+++ SUPPLIED RECORDS +++

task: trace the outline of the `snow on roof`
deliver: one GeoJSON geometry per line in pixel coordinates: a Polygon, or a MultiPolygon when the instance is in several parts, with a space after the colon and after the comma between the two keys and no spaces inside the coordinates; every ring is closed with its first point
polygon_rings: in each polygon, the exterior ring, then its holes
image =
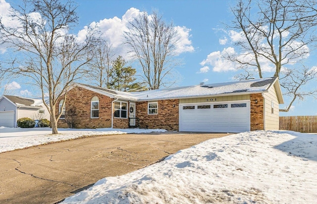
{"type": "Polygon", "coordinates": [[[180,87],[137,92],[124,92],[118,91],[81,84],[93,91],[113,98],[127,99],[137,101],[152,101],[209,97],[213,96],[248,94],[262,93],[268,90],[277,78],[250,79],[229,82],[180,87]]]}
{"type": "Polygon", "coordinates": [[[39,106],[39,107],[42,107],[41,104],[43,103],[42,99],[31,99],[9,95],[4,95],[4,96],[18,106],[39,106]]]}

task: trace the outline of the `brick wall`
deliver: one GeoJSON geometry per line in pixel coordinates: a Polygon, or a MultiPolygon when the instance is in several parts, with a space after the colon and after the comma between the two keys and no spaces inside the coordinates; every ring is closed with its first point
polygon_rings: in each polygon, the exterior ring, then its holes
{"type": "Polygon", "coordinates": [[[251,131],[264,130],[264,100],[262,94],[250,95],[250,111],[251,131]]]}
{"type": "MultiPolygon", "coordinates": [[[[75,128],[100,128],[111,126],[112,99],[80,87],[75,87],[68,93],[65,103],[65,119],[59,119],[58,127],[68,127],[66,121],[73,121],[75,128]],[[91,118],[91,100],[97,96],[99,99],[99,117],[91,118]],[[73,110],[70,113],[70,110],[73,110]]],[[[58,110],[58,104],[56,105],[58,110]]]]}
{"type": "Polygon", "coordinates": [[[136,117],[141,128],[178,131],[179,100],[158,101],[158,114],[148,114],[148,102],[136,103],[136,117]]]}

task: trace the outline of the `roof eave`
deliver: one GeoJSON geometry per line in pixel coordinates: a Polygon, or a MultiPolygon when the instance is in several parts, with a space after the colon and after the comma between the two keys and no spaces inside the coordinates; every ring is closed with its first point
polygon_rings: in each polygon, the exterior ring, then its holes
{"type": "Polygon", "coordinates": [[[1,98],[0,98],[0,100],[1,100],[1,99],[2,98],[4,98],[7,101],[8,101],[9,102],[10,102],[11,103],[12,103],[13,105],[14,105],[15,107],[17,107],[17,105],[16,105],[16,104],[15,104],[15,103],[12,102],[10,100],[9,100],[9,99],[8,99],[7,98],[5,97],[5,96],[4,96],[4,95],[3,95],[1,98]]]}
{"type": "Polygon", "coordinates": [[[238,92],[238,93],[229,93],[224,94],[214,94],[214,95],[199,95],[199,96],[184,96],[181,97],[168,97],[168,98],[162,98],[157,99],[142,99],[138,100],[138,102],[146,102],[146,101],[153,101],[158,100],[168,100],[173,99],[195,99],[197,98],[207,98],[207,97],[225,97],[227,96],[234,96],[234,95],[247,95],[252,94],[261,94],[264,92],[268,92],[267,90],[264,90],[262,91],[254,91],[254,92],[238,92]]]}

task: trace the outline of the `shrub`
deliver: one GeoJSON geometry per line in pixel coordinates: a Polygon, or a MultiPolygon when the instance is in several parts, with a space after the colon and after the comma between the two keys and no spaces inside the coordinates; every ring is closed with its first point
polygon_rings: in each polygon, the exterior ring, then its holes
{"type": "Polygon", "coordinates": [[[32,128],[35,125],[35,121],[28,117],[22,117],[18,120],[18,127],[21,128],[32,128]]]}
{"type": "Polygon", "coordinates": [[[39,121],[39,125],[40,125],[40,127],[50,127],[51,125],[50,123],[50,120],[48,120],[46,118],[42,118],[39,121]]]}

+++
+++ SUPPLIED RECORDS +++

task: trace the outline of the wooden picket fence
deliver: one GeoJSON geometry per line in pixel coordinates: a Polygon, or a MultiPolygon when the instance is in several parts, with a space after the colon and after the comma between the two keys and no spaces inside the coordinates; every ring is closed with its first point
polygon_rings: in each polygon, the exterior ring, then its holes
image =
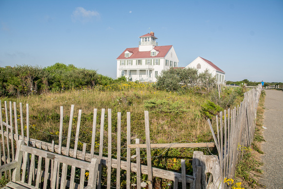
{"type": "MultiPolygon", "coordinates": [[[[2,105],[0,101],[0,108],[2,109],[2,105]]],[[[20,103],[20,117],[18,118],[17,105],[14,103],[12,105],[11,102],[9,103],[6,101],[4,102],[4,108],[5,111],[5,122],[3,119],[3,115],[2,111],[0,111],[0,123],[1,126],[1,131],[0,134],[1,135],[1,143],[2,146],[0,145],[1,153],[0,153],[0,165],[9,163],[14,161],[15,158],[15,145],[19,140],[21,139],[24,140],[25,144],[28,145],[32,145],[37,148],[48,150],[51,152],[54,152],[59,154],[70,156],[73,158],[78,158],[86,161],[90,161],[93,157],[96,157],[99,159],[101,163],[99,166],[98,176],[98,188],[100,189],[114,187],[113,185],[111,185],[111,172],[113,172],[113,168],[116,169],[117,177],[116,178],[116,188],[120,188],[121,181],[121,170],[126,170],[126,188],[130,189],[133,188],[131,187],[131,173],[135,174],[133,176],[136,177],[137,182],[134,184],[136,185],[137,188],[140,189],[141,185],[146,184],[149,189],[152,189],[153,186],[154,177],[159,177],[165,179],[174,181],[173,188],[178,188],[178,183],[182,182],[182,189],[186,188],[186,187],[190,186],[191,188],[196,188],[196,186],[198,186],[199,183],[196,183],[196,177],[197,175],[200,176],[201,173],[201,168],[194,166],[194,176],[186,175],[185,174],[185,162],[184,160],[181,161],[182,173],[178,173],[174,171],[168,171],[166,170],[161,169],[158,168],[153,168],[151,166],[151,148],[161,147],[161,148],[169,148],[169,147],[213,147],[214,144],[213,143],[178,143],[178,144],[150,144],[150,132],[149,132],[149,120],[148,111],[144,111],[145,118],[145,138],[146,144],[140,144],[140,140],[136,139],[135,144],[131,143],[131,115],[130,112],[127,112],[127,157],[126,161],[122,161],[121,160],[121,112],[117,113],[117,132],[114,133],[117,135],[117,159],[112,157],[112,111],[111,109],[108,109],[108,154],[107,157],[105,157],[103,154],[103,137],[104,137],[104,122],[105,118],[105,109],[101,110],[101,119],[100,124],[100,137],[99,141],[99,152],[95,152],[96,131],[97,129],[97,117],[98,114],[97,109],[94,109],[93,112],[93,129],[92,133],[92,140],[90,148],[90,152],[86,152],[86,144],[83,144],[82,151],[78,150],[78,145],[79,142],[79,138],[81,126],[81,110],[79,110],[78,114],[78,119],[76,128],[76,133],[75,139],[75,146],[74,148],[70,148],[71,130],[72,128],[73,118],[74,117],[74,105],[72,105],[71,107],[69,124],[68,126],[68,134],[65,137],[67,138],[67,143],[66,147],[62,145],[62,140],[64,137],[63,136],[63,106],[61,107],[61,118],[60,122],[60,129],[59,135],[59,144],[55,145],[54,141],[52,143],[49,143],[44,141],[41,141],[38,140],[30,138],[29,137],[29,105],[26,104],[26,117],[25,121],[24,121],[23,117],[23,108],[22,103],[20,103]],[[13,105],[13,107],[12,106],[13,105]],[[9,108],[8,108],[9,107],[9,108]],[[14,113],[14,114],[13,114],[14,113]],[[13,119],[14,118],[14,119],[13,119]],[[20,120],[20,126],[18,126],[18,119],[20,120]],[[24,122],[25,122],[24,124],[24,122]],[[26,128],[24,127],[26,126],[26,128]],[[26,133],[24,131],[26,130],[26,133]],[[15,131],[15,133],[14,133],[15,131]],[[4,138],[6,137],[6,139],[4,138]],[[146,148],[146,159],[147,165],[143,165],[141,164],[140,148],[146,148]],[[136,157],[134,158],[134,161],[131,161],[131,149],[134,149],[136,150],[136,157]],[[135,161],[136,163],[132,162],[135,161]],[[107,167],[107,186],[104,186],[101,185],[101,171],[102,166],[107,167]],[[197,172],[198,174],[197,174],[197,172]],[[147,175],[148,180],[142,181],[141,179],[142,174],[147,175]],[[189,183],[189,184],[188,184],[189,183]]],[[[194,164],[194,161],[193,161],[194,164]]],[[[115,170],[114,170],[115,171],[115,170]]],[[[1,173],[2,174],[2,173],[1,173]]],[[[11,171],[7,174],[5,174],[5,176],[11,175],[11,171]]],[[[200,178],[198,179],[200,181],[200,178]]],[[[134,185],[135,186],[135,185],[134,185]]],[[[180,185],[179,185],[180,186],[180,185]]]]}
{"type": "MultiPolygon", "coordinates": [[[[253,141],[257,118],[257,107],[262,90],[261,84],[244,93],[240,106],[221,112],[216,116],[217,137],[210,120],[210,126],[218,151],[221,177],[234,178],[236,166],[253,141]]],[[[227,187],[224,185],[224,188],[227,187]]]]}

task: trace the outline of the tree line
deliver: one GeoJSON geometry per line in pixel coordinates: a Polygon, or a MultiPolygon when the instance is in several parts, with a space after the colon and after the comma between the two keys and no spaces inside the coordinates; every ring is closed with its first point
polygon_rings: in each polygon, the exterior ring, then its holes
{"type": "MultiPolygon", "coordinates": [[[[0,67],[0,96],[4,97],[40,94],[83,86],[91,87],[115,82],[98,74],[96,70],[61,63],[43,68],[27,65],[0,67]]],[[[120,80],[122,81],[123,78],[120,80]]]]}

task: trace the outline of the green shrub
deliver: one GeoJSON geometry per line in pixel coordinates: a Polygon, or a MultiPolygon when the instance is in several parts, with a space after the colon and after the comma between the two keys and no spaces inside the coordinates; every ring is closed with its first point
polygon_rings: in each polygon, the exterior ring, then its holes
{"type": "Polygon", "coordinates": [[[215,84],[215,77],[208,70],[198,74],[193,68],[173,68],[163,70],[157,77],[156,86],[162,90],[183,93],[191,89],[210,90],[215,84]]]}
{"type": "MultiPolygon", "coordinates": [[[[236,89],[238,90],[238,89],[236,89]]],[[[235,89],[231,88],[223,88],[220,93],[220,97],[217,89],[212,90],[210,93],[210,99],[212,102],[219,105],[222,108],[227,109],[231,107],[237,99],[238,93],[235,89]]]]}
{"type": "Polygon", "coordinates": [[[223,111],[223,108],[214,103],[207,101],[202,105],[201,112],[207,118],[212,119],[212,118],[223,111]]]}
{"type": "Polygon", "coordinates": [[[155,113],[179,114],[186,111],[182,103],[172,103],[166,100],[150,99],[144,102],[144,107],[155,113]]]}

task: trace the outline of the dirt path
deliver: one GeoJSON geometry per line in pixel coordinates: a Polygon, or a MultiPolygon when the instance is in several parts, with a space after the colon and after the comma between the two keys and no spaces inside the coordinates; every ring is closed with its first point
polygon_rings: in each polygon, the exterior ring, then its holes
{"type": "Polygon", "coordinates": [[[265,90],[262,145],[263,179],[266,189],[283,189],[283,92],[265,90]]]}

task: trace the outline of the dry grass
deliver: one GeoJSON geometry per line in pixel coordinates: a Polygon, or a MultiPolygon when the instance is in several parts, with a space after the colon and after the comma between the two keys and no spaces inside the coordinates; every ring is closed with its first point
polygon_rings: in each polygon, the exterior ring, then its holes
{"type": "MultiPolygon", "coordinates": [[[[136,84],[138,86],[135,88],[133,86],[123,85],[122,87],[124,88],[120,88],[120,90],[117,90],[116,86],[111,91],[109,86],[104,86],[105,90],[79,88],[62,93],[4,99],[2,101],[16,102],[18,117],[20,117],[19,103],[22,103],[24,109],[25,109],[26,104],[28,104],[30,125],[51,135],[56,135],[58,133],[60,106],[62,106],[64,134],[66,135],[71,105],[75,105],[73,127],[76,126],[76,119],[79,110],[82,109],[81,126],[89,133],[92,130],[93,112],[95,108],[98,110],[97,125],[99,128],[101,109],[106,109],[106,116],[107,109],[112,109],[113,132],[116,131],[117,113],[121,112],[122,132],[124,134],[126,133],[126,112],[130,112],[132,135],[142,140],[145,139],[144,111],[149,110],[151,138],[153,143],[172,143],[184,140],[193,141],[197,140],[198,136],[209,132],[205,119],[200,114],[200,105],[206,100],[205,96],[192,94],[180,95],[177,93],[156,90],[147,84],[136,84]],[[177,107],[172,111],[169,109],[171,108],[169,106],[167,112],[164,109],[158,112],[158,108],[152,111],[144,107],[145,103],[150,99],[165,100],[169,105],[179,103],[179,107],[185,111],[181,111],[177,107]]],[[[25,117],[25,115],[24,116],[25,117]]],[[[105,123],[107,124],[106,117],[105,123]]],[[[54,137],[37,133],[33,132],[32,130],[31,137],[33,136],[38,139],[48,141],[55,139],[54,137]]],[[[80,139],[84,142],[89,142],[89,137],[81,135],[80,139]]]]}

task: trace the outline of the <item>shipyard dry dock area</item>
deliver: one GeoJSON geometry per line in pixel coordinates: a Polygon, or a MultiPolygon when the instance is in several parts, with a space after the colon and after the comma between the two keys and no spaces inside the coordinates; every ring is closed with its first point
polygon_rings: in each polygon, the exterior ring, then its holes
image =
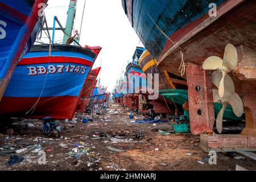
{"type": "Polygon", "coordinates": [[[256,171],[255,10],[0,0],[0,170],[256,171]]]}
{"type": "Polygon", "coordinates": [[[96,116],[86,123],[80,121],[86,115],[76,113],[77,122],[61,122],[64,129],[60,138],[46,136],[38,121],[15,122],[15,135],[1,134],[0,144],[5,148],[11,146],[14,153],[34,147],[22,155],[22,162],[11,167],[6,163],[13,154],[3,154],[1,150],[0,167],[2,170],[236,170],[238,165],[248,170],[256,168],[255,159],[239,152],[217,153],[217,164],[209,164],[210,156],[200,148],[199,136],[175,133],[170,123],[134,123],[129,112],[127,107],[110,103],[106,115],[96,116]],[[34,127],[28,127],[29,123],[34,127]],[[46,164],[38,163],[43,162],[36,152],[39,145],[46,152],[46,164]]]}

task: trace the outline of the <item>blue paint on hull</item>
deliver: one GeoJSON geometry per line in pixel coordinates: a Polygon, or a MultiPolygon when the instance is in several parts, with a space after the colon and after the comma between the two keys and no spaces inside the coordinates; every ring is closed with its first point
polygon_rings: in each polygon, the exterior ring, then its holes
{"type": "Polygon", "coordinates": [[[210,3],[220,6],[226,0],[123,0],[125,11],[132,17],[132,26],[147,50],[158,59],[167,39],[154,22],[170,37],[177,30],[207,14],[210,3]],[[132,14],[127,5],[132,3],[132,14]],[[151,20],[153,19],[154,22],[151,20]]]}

+++

Pull out every line of the material above that contains the string "roof", matching case exactly.

task: trace the outline of the `snow on roof`
task: trace the outline of the `roof eave`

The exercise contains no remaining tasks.